*SET OF TASKS*
(a) Using the excerpt on C++ if statements, explain why performing all three comparisons on every run of the BranchDemo program is slightly wasteful.
(b) Decide whether each statement agrees with the excerpt on C++ if statements, answering yes or no and quoting the words of the excerpt that settle it: (i) The braces after an if statement are optional. (ii) In the sample run, the user enters 10 for the first argument. (iii) The snippet without braces resets nAge to zero only when nAge is negative.
(c) Copy the stretch of the excerpt on C++ if statements from "The following shows" through "for the second.".

*DOCUMENT SECTION*

The following shows a sample run of the BranchDemo program:
Enter argument 1:5
Enter argument 2:10
Argument 1 is less than argument 2
Press Enter to continue …
Figure 6-1 shows the flow of control graphically for this particular run.
Figure 6-1: The path taken by the BranchDemo program when the user enters 5 for the first argument and 10 for the second.
The way the BranchDemo program is written, all three comparisons are performed every time. This is slightly wasteful since the three conditions are mutually exclusive. For example, nOperand1 > nOperand2 can’t possibly be true if nOperand1 < nOperand2 has already been found to be true. Later in this chapter, I show you how to avoid this waste.
Say “No” to “No braces”
Actually the braces are optional. Without braces, only the first expression after the if statement is conditional. However, it’s much too easy to make a mistake this way, as demonstrated in the following snippet:
// Can't have a negative age. If age is less than zero...
if (nAge < 0)
cout << "Age can't be negative; using 0" << endl;
nAge = 0;
// program continues
You may think that if nAge is less than 0, this program snippet outputs a message and resets nAge to zero. In fact, the program sets nAge to zero anyway, no matter what its original value. The preceding snippet is equivalent to the following:
// Can't have a negative age. If age is less than zero...

Entries from a dataset:

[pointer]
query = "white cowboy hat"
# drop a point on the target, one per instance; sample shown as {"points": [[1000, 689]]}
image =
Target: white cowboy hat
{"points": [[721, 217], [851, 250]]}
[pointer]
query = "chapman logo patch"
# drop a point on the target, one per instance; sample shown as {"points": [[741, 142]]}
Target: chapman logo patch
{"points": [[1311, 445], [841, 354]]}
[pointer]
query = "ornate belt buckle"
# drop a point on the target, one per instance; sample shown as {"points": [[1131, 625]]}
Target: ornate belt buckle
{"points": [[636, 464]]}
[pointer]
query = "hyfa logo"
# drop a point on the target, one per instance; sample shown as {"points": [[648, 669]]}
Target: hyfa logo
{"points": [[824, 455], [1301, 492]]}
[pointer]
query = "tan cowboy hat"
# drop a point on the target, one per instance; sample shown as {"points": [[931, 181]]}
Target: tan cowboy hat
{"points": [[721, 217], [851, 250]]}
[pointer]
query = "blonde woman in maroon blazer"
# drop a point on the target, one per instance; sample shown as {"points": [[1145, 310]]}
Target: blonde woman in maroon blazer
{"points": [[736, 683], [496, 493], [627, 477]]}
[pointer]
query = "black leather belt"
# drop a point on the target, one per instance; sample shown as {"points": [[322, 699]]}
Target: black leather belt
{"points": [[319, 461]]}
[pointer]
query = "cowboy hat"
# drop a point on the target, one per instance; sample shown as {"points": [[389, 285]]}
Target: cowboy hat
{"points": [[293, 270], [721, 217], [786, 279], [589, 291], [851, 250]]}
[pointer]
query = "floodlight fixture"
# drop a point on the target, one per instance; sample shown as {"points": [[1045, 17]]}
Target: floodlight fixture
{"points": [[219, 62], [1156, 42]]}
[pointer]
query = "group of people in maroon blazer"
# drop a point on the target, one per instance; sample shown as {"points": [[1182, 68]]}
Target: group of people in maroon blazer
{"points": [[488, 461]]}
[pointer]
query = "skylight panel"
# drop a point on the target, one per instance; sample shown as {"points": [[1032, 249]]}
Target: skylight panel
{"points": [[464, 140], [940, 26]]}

*LIST OF SOLUTIONS*
(a) The three conditions are mutually exclusive, so once one of them is found true, the others cannot be. For example, nOperand1 > nOperand2 can't possibly be true if nOperand1 < nOperand2 has already been found to be true.

(b)
(i) Yes: "Actually the braces are optional."
(ii) No: "the user enters 5 for the first argument and 10 for the second."
(iii) No: "In fact, the program sets nAge to zero anyway, no matter what its original value."

(c)
The following shows a sample run of the BranchDemo program:
Enter argument 1:5
Enter argument 2:10
Argument 1 is less than argument 2
Press Enter to continue …
Figure 6-1 shows the flow of control graphically for this particular run.
Figure 6-1: The path taken by the BranchDemo program when the user enters 5 for the first argument and 10 for the second.